● **Exercise**
Reproduce verbatim the lines of the items below, starting with the line that contains "photo. Category: fingers" and continuing through the last line of the items.

- - -

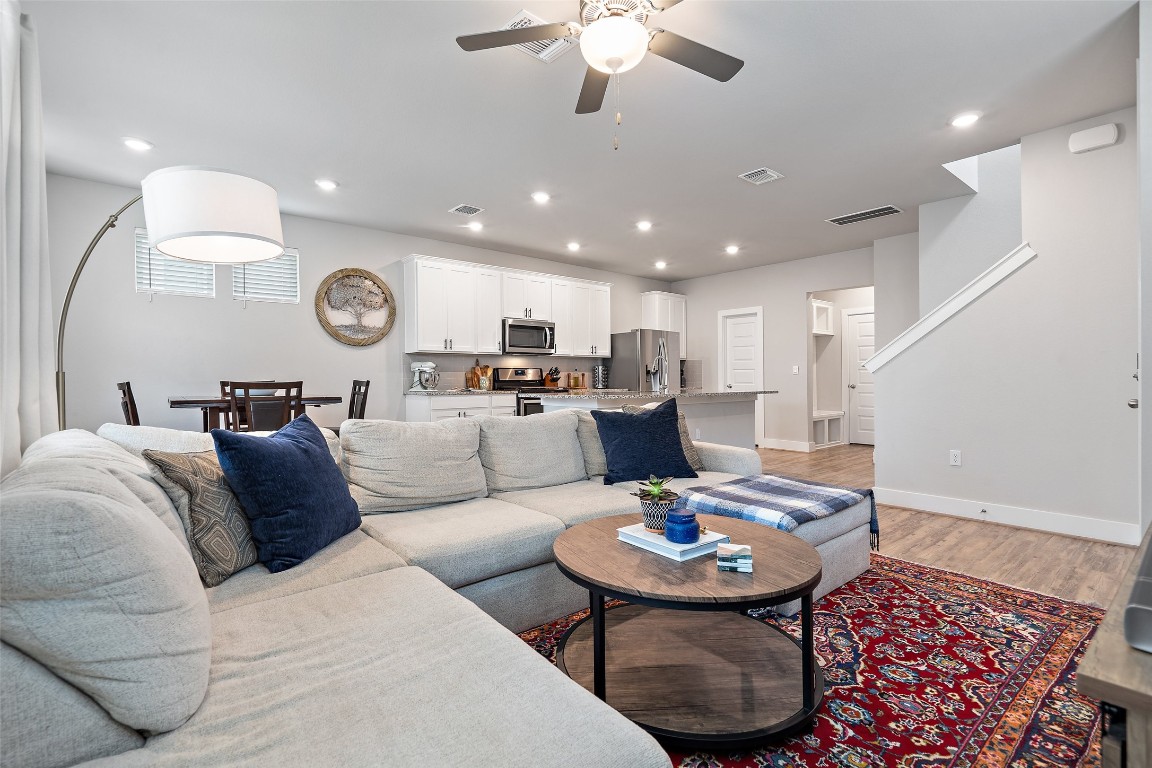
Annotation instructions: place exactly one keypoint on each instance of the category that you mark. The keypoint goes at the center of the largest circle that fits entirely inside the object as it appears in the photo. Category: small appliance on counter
(645, 360)
(528, 383)
(424, 375)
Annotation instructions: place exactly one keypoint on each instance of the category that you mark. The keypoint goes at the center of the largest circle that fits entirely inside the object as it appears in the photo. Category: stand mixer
(424, 375)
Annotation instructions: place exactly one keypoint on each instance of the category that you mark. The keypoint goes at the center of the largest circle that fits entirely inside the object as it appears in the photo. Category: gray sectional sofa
(391, 646)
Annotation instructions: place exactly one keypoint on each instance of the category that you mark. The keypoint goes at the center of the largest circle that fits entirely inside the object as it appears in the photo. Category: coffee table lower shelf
(695, 679)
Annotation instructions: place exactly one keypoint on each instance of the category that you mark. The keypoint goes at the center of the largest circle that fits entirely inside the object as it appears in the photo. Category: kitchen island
(724, 417)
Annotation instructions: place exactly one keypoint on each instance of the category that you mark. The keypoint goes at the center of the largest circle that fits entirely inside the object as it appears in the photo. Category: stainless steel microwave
(523, 336)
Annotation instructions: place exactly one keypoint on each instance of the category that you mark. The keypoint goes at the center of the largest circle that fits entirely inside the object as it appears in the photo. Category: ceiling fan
(613, 39)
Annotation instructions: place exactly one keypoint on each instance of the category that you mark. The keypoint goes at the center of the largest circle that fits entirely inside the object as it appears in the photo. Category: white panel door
(859, 337)
(538, 296)
(600, 320)
(742, 352)
(432, 306)
(562, 316)
(461, 308)
(489, 311)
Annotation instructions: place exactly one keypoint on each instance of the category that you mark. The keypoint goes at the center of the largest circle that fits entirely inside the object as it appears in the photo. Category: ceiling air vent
(546, 51)
(465, 210)
(864, 215)
(762, 175)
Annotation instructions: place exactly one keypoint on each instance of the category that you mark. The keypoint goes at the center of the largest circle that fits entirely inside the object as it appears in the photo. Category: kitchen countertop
(616, 394)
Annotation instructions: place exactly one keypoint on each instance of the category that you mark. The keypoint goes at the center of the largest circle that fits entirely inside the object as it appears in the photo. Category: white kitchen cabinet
(561, 314)
(489, 311)
(664, 311)
(527, 295)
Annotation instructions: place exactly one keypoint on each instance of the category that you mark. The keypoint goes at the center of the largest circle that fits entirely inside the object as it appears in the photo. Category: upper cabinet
(455, 306)
(662, 311)
(527, 295)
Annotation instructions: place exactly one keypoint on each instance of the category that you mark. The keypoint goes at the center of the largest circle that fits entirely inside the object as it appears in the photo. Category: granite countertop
(430, 393)
(616, 394)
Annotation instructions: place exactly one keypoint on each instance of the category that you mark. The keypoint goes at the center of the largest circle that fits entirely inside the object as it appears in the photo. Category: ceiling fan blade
(591, 92)
(694, 55)
(503, 37)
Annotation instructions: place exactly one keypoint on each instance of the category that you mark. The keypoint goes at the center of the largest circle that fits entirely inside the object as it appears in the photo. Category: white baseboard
(1085, 527)
(786, 445)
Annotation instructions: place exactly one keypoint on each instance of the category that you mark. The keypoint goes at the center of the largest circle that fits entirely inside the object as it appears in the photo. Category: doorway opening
(841, 393)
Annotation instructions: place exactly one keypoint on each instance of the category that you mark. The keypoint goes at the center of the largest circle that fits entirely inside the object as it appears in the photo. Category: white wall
(963, 236)
(827, 351)
(895, 265)
(1031, 381)
(782, 290)
(175, 344)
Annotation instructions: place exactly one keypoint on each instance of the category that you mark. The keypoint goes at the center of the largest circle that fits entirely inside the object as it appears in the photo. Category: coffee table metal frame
(812, 683)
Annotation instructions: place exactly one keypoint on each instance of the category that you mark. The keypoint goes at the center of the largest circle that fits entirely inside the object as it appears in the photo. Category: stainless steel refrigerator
(645, 360)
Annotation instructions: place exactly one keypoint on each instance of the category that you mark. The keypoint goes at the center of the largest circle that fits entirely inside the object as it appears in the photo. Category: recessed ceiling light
(965, 120)
(137, 144)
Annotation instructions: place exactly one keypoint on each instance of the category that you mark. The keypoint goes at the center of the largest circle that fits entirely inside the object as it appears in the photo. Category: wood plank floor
(1069, 568)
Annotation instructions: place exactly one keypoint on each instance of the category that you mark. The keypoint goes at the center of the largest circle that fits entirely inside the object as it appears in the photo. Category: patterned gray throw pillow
(218, 529)
(686, 440)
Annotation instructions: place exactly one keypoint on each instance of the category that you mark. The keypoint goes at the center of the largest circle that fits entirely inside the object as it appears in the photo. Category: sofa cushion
(589, 435)
(642, 445)
(97, 590)
(468, 541)
(400, 465)
(576, 502)
(290, 488)
(388, 669)
(686, 439)
(47, 723)
(348, 557)
(531, 451)
(218, 530)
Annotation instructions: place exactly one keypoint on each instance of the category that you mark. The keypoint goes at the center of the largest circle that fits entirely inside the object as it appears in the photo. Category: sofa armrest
(729, 458)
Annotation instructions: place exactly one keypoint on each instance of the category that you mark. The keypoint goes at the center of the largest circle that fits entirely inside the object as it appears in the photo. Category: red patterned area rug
(926, 668)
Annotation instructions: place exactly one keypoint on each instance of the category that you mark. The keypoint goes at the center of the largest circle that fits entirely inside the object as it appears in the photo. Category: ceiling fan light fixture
(614, 44)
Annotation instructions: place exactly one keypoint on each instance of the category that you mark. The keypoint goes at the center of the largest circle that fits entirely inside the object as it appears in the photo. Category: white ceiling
(849, 100)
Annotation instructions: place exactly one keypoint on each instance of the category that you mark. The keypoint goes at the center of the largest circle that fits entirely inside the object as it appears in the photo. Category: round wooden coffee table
(702, 675)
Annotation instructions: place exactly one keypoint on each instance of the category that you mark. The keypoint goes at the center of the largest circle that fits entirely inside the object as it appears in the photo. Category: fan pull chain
(615, 132)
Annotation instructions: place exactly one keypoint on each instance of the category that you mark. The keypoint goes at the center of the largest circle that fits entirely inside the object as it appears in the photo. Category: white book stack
(734, 557)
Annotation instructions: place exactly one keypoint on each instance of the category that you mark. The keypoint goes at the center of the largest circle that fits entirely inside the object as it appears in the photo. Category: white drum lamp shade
(206, 214)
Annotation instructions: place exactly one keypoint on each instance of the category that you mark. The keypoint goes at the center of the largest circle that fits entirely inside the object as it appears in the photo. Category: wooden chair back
(263, 412)
(358, 400)
(128, 404)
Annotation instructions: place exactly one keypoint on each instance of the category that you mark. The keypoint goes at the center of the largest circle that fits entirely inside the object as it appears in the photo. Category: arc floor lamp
(198, 214)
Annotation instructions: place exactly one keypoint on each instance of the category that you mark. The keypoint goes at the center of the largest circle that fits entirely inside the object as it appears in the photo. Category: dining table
(213, 407)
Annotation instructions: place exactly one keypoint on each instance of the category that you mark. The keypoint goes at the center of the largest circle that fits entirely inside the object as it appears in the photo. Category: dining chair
(263, 405)
(358, 400)
(128, 404)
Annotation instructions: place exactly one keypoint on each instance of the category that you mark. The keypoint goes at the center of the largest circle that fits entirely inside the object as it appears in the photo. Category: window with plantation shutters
(157, 273)
(275, 280)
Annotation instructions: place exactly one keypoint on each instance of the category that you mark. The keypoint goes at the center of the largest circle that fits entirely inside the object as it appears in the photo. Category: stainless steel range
(528, 383)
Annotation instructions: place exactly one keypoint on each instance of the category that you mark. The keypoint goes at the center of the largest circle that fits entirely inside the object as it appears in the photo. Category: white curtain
(27, 364)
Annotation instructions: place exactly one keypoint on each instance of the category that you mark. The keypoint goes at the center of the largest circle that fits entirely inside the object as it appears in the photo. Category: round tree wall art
(355, 306)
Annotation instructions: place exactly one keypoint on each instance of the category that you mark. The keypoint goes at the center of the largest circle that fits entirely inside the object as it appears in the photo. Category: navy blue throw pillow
(641, 445)
(290, 489)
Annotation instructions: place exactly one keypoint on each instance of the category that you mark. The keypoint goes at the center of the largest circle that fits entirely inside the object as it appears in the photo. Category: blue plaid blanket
(781, 502)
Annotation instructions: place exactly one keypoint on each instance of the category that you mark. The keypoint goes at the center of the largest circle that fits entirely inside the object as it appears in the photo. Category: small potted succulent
(656, 501)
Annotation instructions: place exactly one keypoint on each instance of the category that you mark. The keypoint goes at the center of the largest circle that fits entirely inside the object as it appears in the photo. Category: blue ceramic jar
(681, 527)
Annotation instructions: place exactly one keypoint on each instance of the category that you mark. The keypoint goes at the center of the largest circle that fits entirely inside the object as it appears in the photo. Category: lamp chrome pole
(61, 409)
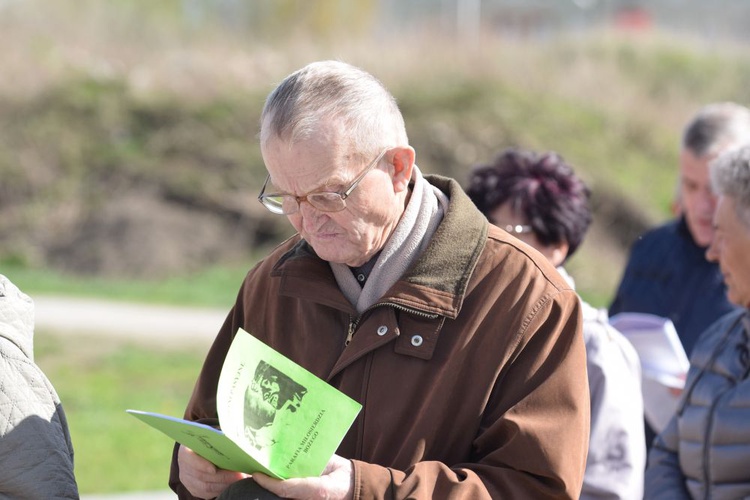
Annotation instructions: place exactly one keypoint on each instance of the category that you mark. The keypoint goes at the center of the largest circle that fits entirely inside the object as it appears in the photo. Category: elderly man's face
(355, 234)
(731, 249)
(696, 198)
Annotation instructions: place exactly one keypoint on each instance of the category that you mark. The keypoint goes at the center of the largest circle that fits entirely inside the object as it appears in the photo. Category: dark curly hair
(542, 188)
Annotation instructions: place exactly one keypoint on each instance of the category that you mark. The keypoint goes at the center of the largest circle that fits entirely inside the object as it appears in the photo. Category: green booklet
(276, 417)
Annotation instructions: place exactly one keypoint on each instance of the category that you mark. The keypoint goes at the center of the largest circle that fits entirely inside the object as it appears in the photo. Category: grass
(97, 380)
(215, 286)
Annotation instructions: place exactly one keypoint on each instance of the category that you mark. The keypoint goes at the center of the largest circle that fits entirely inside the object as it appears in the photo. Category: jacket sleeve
(36, 455)
(534, 434)
(664, 478)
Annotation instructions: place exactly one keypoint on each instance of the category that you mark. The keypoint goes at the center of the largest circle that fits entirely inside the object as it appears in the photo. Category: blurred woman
(704, 452)
(539, 199)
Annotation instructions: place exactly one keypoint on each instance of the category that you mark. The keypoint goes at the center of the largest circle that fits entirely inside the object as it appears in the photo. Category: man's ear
(402, 165)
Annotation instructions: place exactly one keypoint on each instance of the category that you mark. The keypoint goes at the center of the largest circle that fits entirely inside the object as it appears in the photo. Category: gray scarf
(413, 233)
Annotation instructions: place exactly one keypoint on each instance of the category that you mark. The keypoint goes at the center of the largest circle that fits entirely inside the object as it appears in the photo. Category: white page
(664, 363)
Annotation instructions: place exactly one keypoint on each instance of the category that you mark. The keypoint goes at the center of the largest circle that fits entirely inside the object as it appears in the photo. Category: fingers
(336, 483)
(202, 478)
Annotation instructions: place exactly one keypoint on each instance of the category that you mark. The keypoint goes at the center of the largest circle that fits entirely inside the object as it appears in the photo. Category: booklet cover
(276, 417)
(664, 363)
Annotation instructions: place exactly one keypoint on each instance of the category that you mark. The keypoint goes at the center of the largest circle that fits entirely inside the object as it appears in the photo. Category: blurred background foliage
(128, 147)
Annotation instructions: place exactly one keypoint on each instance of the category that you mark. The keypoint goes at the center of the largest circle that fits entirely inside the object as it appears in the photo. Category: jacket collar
(436, 284)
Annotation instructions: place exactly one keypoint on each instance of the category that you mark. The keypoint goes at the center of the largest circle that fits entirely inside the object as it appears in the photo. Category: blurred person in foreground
(36, 453)
(667, 273)
(704, 452)
(538, 198)
(465, 351)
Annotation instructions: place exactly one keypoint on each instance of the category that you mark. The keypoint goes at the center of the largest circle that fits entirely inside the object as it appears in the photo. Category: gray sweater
(704, 452)
(36, 454)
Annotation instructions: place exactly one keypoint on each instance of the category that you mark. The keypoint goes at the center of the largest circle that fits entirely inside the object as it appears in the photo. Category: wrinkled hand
(336, 483)
(202, 478)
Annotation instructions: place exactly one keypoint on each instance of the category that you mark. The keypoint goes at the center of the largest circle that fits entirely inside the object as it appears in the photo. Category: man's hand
(336, 483)
(202, 478)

- - -

● **Result**
Annotation instructions: place exactly one keypoint on each instance of the category that you mark. The keypoint goes at the center of the largest circle that fits entirely inside the object as it appears in the photo. Category: fingers
(336, 483)
(202, 478)
Annotation instructions: place exactly one keypoint on each instance of the category that you mark. The keypoint goes at the center of the largest circle that fits entirely inside the object as it appears in the photo. Category: booklet cover
(276, 417)
(664, 363)
Annotation instructions: place exactly one keypoint on each instance of the category that you mark. The keypoint goes at the center of the largest circle that fits entirely inside the object as it appears in the photo. Category: blurred background foliage
(128, 147)
Annotation instructions: place exactly one keypoint on each instance of the category that you mark. The keypoint goes at the center of the largest circle that fits entirely inside the object as it appears in the photo. Category: jacket collar
(436, 284)
Annotation instructions: place exactly one keypoint on each instance of the category that you mark. The keypoint goes at the center of the largest circle that fits entirely inside the object as it appears in the photo. Category: blurred person in foreground
(36, 453)
(667, 273)
(704, 452)
(538, 198)
(465, 351)
Annotation instructions: place exactly one keypoint on each instance of the category that you mark. The keypoint goes at the center of the largest circle that fits entirely inside the object as it appears in the photo. Category: gray sweater
(704, 452)
(36, 454)
Annotation instructions: place exactly one keypoint on each instance of the category that you mark. The keypoint goes at the center of the largest circle that fits entirely inside the object as it appears in the photo. Category: wrinkled hand
(336, 483)
(202, 478)
Annotation instructions: place exactly one keypoint on each instance of the category that you mark. The keypoint goes at the center of the largest circle that fits entirely inside the object as it appears in the photo. Category: man's hand
(336, 483)
(202, 478)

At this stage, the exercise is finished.